[Point labeling examples]
◇ ◇ ◇ ◇
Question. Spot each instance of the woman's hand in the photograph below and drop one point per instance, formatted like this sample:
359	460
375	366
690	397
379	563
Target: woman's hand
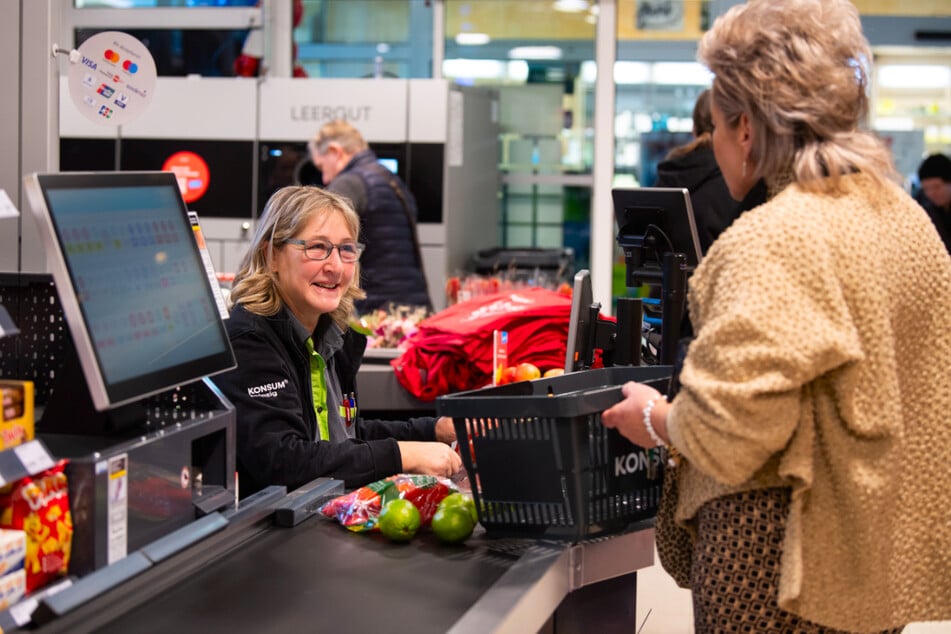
◇ ◇ ◇ ◇
EXERCISE BRIEF
Set each line of the records down exactly, leaving every picture out.

TASK RESULT
Question. Spot each instance of the woman's hand in the photograph below and drop one point per instance, formatted like this sample:
359	460
375	366
690	397
379	563
Target: woman's hand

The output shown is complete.